--- What is required ---
Arrange the stretch from the line containing "Please trace the outline of every instance of the <item>white" through the end of the records as a numbered list, leaving out any blank lines.

--- Data to use ---

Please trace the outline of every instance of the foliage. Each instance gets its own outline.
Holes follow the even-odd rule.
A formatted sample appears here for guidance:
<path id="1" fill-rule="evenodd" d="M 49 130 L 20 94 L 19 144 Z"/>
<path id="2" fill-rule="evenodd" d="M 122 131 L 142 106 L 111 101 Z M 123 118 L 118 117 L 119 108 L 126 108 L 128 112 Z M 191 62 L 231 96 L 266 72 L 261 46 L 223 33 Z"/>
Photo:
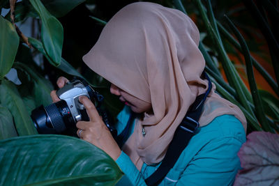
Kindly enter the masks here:
<path id="1" fill-rule="evenodd" d="M 122 176 L 102 150 L 70 137 L 8 139 L 0 141 L 0 152 L 3 186 L 114 185 Z"/>
<path id="2" fill-rule="evenodd" d="M 0 16 L 0 185 L 114 185 L 122 173 L 105 153 L 77 139 L 35 135 L 30 117 L 36 107 L 52 103 L 54 86 L 46 79 L 51 77 L 47 64 L 68 78 L 68 74 L 84 77 L 61 57 L 63 28 L 55 17 L 64 16 L 84 0 L 16 1 L 0 3 L 0 12 L 10 7 L 5 17 Z M 17 26 L 28 19 L 39 23 L 33 38 L 27 38 Z M 35 62 L 38 54 L 46 60 Z M 5 77 L 12 68 L 20 85 Z M 87 80 L 92 86 L 96 82 Z M 29 136 L 21 137 L 25 135 Z"/>
<path id="3" fill-rule="evenodd" d="M 40 104 L 46 106 L 52 102 L 50 93 L 55 88 L 55 81 L 60 75 L 68 79 L 73 76 L 86 79 L 104 95 L 105 106 L 116 116 L 123 104 L 110 95 L 107 82 L 86 67 L 81 59 L 95 43 L 106 21 L 133 1 L 0 1 L 0 13 L 3 8 L 10 8 L 5 17 L 0 16 L 1 139 L 37 134 L 29 116 L 31 111 Z M 238 0 L 235 1 L 238 2 L 236 5 L 234 1 L 150 1 L 190 13 L 201 32 L 199 48 L 206 60 L 206 71 L 216 85 L 216 91 L 243 111 L 248 121 L 248 133 L 254 130 L 279 132 L 277 1 L 256 1 L 255 3 L 252 0 L 243 0 L 243 2 Z M 109 7 L 107 4 L 111 6 Z M 243 16 L 242 13 L 247 10 L 250 14 Z M 223 16 L 224 13 L 227 16 Z M 234 15 L 241 15 L 241 20 L 234 19 Z M 32 27 L 32 36 L 27 38 L 17 24 L 24 24 L 29 20 L 35 26 Z M 259 29 L 256 28 L 257 25 Z M 251 33 L 251 29 L 256 34 Z M 261 47 L 255 42 L 258 38 L 255 37 L 259 35 L 265 38 L 270 52 L 263 59 L 272 63 L 275 78 L 252 55 L 255 52 L 265 53 L 260 52 Z M 232 54 L 234 58 L 232 58 Z M 38 60 L 40 56 L 43 57 Z M 235 59 L 241 63 L 235 63 Z M 246 70 L 240 70 L 238 65 Z M 20 85 L 8 81 L 6 77 L 12 68 L 17 71 Z M 271 88 L 270 92 L 259 88 L 255 72 L 265 79 Z M 246 84 L 246 79 L 248 83 Z M 44 137 L 31 136 L 19 139 L 22 140 L 22 146 L 28 146 L 32 140 L 42 142 L 40 140 Z M 61 136 L 52 136 L 43 141 L 44 144 L 53 144 L 52 139 L 77 142 Z M 15 148 L 13 141 L 19 141 L 13 138 L 2 141 L 6 144 L 1 149 L 12 149 Z M 77 143 L 82 144 L 80 141 Z M 69 150 L 72 148 L 69 147 Z M 70 152 L 76 153 L 74 150 Z"/>
<path id="4" fill-rule="evenodd" d="M 243 169 L 238 173 L 234 185 L 278 185 L 278 134 L 250 133 L 238 153 Z"/>

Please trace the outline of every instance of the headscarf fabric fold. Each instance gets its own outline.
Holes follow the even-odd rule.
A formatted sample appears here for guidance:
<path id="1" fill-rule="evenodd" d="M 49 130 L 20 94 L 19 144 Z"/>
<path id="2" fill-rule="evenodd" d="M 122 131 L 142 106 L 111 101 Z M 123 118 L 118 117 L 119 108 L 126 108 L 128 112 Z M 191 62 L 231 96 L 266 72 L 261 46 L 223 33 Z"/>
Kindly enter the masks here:
<path id="1" fill-rule="evenodd" d="M 208 81 L 198 49 L 199 33 L 182 12 L 138 2 L 119 10 L 104 27 L 83 60 L 94 72 L 127 93 L 149 102 L 152 113 L 136 121 L 123 150 L 141 169 L 165 157 L 176 127 Z M 201 126 L 223 114 L 234 115 L 246 129 L 239 107 L 211 92 L 199 119 Z M 146 134 L 143 137 L 142 128 Z"/>

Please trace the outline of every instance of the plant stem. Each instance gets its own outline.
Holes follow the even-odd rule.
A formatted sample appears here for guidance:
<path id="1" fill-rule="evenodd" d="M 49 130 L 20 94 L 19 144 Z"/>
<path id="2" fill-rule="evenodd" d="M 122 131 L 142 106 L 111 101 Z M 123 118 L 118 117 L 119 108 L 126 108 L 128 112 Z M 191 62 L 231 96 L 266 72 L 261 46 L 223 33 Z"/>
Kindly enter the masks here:
<path id="1" fill-rule="evenodd" d="M 247 76 L 248 77 L 248 82 L 250 88 L 251 89 L 252 98 L 253 99 L 255 109 L 256 110 L 256 115 L 257 116 L 257 118 L 262 126 L 262 128 L 265 131 L 272 132 L 272 130 L 266 118 L 264 111 L 263 109 L 264 107 L 262 105 L 262 100 L 259 98 L 259 92 L 257 91 L 257 84 L 255 80 L 254 72 L 252 69 L 251 56 L 250 55 L 248 47 L 244 40 L 244 38 L 242 37 L 241 34 L 238 31 L 237 29 L 235 27 L 233 22 L 229 19 L 229 17 L 227 17 L 227 16 L 225 15 L 225 17 L 226 18 L 226 20 L 228 22 L 229 27 L 231 28 L 234 35 L 238 38 L 240 45 L 241 46 L 242 50 L 243 51 L 243 55 L 246 65 Z"/>
<path id="2" fill-rule="evenodd" d="M 218 26 L 220 29 L 220 33 L 223 36 L 231 43 L 234 47 L 236 47 L 239 52 L 243 53 L 241 47 L 240 46 L 238 41 L 236 41 L 232 35 L 218 22 L 217 22 Z M 267 83 L 271 86 L 274 92 L 279 96 L 279 88 L 276 82 L 270 76 L 270 75 L 265 70 L 265 69 L 252 57 L 252 62 L 257 70 L 266 79 Z"/>

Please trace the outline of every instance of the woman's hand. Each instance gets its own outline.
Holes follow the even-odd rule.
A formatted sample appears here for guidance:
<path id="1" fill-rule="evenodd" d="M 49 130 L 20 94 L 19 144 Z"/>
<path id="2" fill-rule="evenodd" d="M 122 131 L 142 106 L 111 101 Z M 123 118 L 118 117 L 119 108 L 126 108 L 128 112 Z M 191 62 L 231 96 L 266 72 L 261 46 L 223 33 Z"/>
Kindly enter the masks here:
<path id="1" fill-rule="evenodd" d="M 100 148 L 115 161 L 121 150 L 105 125 L 92 102 L 86 96 L 80 96 L 79 100 L 84 105 L 89 121 L 77 123 L 80 138 Z M 80 132 L 82 130 L 82 132 Z"/>
<path id="2" fill-rule="evenodd" d="M 59 78 L 58 78 L 56 84 L 58 87 L 59 87 L 59 88 L 61 88 L 62 87 L 63 87 L 65 86 L 65 84 L 69 82 L 69 80 L 68 80 L 67 78 L 64 77 L 59 77 Z M 52 97 L 52 101 L 54 102 L 56 102 L 60 101 L 60 99 L 58 98 L 57 95 L 56 95 L 56 91 L 53 90 L 52 91 L 50 92 L 50 97 Z"/>

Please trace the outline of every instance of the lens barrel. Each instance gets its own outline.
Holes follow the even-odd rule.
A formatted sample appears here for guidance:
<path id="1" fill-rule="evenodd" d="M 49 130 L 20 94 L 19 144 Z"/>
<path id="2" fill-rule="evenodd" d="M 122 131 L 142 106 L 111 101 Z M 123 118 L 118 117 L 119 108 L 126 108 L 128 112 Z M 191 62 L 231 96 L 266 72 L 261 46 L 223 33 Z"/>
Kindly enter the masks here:
<path id="1" fill-rule="evenodd" d="M 31 117 L 39 134 L 76 135 L 75 123 L 65 100 L 32 111 Z M 67 125 L 65 125 L 66 123 Z"/>

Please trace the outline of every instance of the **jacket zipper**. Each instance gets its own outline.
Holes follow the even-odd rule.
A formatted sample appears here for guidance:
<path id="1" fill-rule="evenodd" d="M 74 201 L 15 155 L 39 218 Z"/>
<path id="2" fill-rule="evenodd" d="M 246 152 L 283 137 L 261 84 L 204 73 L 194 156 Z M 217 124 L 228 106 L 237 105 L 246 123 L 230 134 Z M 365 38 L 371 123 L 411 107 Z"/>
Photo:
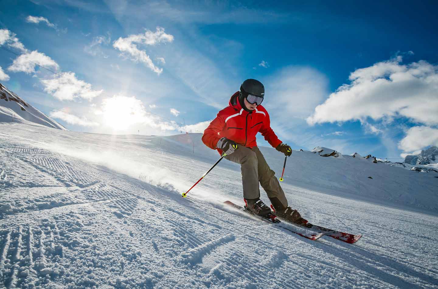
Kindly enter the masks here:
<path id="1" fill-rule="evenodd" d="M 255 127 L 255 126 L 257 125 L 258 124 L 260 124 L 260 123 L 263 123 L 263 122 L 262 122 L 262 121 L 261 121 L 261 122 L 259 122 L 259 123 L 256 123 L 256 124 L 254 124 L 254 125 L 253 125 L 253 126 L 252 126 L 252 127 L 250 127 L 250 128 L 252 128 L 253 127 Z"/>
<path id="2" fill-rule="evenodd" d="M 246 118 L 245 119 L 245 144 L 244 144 L 244 147 L 246 146 L 246 142 L 248 140 L 248 116 L 250 114 L 247 114 Z"/>

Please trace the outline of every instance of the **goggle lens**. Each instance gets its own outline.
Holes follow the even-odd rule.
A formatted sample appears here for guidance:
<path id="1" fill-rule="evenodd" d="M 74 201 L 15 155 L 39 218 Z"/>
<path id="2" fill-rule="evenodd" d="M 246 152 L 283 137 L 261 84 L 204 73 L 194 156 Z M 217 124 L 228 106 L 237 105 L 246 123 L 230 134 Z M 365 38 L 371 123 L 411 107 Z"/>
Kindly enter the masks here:
<path id="1" fill-rule="evenodd" d="M 251 104 L 257 103 L 258 106 L 261 104 L 261 102 L 263 101 L 263 98 L 261 96 L 253 95 L 252 94 L 248 94 L 246 97 L 247 100 Z"/>

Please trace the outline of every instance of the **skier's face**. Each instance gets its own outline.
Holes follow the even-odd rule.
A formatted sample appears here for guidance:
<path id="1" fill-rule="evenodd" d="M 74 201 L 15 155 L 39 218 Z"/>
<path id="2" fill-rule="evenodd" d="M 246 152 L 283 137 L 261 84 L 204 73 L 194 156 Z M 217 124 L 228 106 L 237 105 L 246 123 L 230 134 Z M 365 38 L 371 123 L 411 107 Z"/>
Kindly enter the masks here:
<path id="1" fill-rule="evenodd" d="M 254 102 L 254 103 L 251 104 L 248 102 L 248 101 L 246 100 L 246 98 L 245 97 L 244 99 L 244 102 L 245 102 L 245 106 L 247 107 L 247 108 L 250 110 L 254 110 L 255 109 L 255 108 L 257 107 L 257 102 Z"/>

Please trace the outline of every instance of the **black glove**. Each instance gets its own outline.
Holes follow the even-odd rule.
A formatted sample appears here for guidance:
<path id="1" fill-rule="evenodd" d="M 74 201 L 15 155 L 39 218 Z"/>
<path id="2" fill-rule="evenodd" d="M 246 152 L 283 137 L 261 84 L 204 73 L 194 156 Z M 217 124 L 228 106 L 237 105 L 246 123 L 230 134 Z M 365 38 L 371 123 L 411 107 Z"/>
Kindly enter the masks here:
<path id="1" fill-rule="evenodd" d="M 280 152 L 283 152 L 286 156 L 290 156 L 292 154 L 292 149 L 287 144 L 280 144 L 275 149 Z"/>
<path id="2" fill-rule="evenodd" d="M 216 147 L 220 148 L 226 155 L 231 155 L 237 149 L 237 144 L 233 141 L 223 137 L 218 141 Z"/>

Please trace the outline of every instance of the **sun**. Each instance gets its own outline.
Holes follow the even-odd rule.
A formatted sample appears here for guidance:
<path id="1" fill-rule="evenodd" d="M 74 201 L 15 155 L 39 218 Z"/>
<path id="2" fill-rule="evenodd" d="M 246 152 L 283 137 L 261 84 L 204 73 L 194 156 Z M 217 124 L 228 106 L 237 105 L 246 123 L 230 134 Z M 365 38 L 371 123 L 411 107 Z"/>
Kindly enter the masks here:
<path id="1" fill-rule="evenodd" d="M 146 111 L 141 101 L 135 97 L 114 95 L 103 100 L 102 114 L 106 125 L 120 130 L 144 122 Z"/>

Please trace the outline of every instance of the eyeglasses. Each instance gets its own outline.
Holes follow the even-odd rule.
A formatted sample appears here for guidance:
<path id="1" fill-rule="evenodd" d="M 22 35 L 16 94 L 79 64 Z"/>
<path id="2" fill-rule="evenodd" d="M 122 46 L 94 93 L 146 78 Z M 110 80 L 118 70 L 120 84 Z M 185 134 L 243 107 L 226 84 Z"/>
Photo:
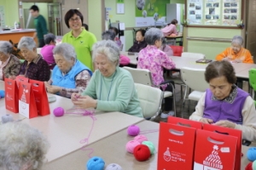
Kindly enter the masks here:
<path id="1" fill-rule="evenodd" d="M 239 50 L 239 49 L 241 48 L 241 47 L 234 47 L 234 46 L 231 46 L 231 48 L 232 48 L 233 49 L 237 49 L 237 50 Z"/>
<path id="2" fill-rule="evenodd" d="M 79 20 L 80 20 L 80 18 L 79 18 L 79 17 L 77 17 L 77 18 L 74 18 L 74 19 L 71 18 L 71 19 L 69 19 L 68 20 L 69 20 L 70 22 L 79 21 Z"/>

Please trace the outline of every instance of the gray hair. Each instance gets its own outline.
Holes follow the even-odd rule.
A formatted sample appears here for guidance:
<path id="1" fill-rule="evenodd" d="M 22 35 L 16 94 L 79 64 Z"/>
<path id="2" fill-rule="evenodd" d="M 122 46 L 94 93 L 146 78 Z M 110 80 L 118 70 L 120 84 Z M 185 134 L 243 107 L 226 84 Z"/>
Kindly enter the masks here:
<path id="1" fill-rule="evenodd" d="M 232 43 L 236 43 L 241 46 L 243 43 L 243 38 L 241 36 L 234 36 L 231 41 L 231 44 Z"/>
<path id="2" fill-rule="evenodd" d="M 50 42 L 55 42 L 55 41 L 56 37 L 52 33 L 48 33 L 44 36 L 44 43 L 45 44 L 49 44 Z"/>
<path id="3" fill-rule="evenodd" d="M 49 142 L 38 130 L 21 122 L 0 125 L 0 169 L 41 169 Z"/>
<path id="4" fill-rule="evenodd" d="M 22 37 L 19 42 L 18 48 L 26 48 L 27 49 L 32 51 L 34 48 L 37 48 L 37 44 L 33 38 L 31 37 Z"/>
<path id="5" fill-rule="evenodd" d="M 94 44 L 92 50 L 93 61 L 95 61 L 96 56 L 101 54 L 106 55 L 110 62 L 115 63 L 116 66 L 119 65 L 120 50 L 115 42 L 111 40 L 97 42 Z"/>
<path id="6" fill-rule="evenodd" d="M 102 34 L 102 40 L 114 40 L 115 33 L 112 31 L 103 31 Z"/>
<path id="7" fill-rule="evenodd" d="M 156 40 L 161 40 L 162 31 L 158 28 L 150 28 L 146 31 L 145 41 L 148 45 L 154 45 Z"/>
<path id="8" fill-rule="evenodd" d="M 0 52 L 5 54 L 10 54 L 13 50 L 13 45 L 8 41 L 0 41 Z"/>
<path id="9" fill-rule="evenodd" d="M 53 49 L 54 55 L 59 54 L 63 56 L 67 60 L 71 61 L 73 58 L 77 59 L 77 54 L 74 48 L 69 43 L 61 43 Z"/>

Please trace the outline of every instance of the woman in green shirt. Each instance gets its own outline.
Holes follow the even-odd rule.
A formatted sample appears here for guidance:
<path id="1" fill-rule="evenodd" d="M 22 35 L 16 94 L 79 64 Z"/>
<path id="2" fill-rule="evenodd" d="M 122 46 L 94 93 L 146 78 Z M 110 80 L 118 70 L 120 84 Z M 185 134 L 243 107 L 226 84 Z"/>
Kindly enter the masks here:
<path id="1" fill-rule="evenodd" d="M 62 42 L 73 45 L 75 48 L 78 60 L 93 71 L 91 60 L 92 46 L 96 42 L 95 35 L 82 27 L 83 14 L 78 9 L 70 9 L 65 14 L 65 23 L 71 31 L 65 34 Z"/>
<path id="2" fill-rule="evenodd" d="M 76 106 L 143 117 L 132 76 L 119 67 L 119 48 L 113 41 L 101 41 L 93 46 L 92 60 L 97 70 L 82 94 L 72 94 Z"/>

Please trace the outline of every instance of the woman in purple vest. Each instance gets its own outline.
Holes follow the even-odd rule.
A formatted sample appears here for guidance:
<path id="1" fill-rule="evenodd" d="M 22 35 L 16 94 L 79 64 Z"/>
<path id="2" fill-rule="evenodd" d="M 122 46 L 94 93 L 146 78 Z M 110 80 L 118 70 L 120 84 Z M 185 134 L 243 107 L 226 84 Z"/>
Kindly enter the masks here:
<path id="1" fill-rule="evenodd" d="M 242 139 L 256 141 L 256 111 L 249 94 L 237 88 L 230 62 L 209 64 L 205 72 L 210 88 L 201 96 L 189 119 L 242 131 Z"/>

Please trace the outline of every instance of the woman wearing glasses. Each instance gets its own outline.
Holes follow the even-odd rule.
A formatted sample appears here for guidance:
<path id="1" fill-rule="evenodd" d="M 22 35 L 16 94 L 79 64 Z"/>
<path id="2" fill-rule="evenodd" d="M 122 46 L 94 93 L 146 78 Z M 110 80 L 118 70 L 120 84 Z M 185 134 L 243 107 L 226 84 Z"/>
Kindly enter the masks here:
<path id="1" fill-rule="evenodd" d="M 94 34 L 82 27 L 83 21 L 83 14 L 79 10 L 70 9 L 67 12 L 65 23 L 71 31 L 63 36 L 62 42 L 73 45 L 78 60 L 93 71 L 91 51 L 96 38 Z"/>
<path id="2" fill-rule="evenodd" d="M 232 63 L 253 63 L 249 50 L 241 47 L 243 39 L 241 36 L 235 36 L 231 47 L 216 56 L 216 60 L 229 60 Z"/>

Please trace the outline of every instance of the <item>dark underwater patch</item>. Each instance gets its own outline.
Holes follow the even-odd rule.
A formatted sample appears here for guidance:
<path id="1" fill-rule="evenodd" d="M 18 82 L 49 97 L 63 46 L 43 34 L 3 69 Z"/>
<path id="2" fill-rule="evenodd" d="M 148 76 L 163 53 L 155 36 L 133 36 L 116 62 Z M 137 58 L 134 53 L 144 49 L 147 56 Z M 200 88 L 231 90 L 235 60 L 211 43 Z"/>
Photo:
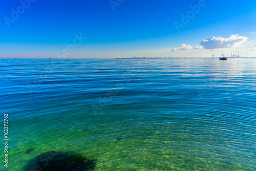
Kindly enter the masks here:
<path id="1" fill-rule="evenodd" d="M 30 148 L 29 149 L 27 149 L 27 151 L 26 151 L 26 154 L 30 153 L 32 152 L 33 152 L 34 150 L 35 150 L 35 148 Z"/>
<path id="2" fill-rule="evenodd" d="M 50 151 L 31 159 L 24 169 L 29 171 L 92 170 L 96 160 L 74 152 Z"/>

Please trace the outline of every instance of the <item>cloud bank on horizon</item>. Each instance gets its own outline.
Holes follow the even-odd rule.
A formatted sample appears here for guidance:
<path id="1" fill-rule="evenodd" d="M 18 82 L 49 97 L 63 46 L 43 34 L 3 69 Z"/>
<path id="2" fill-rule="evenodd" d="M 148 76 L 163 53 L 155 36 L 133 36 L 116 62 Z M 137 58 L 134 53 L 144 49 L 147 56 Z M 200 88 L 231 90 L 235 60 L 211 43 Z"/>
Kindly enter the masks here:
<path id="1" fill-rule="evenodd" d="M 212 37 L 204 39 L 200 44 L 201 46 L 196 46 L 194 49 L 214 50 L 220 48 L 236 48 L 245 43 L 248 37 L 238 36 L 238 34 L 231 35 L 228 38 L 223 38 L 220 36 Z M 179 49 L 174 48 L 171 52 L 180 52 L 189 50 L 192 47 L 189 45 L 181 44 Z"/>

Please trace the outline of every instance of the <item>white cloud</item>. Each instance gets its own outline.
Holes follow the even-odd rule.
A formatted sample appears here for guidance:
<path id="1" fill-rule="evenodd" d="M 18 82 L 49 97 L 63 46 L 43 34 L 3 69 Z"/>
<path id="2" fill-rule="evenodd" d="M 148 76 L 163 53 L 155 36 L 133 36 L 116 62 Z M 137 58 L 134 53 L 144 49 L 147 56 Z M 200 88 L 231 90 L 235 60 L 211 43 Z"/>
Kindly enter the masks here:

--- Full solution ---
1. Please trace the outline of every instance of the <item>white cloud</item>. Each instance gets its own outline.
2. Holes follow the even-odd rule.
3. A formatted sample appears here for guidance:
4. <path id="1" fill-rule="evenodd" d="M 18 82 L 49 97 L 63 46 L 43 34 L 3 69 Z"/>
5. <path id="2" fill-rule="evenodd" d="M 148 76 L 163 53 L 155 36 L 133 36 L 116 62 Z M 137 58 L 134 53 L 144 49 L 147 56 Z M 200 88 L 231 90 L 235 60 L 211 43 Z"/>
6. Kindly enter the masks here:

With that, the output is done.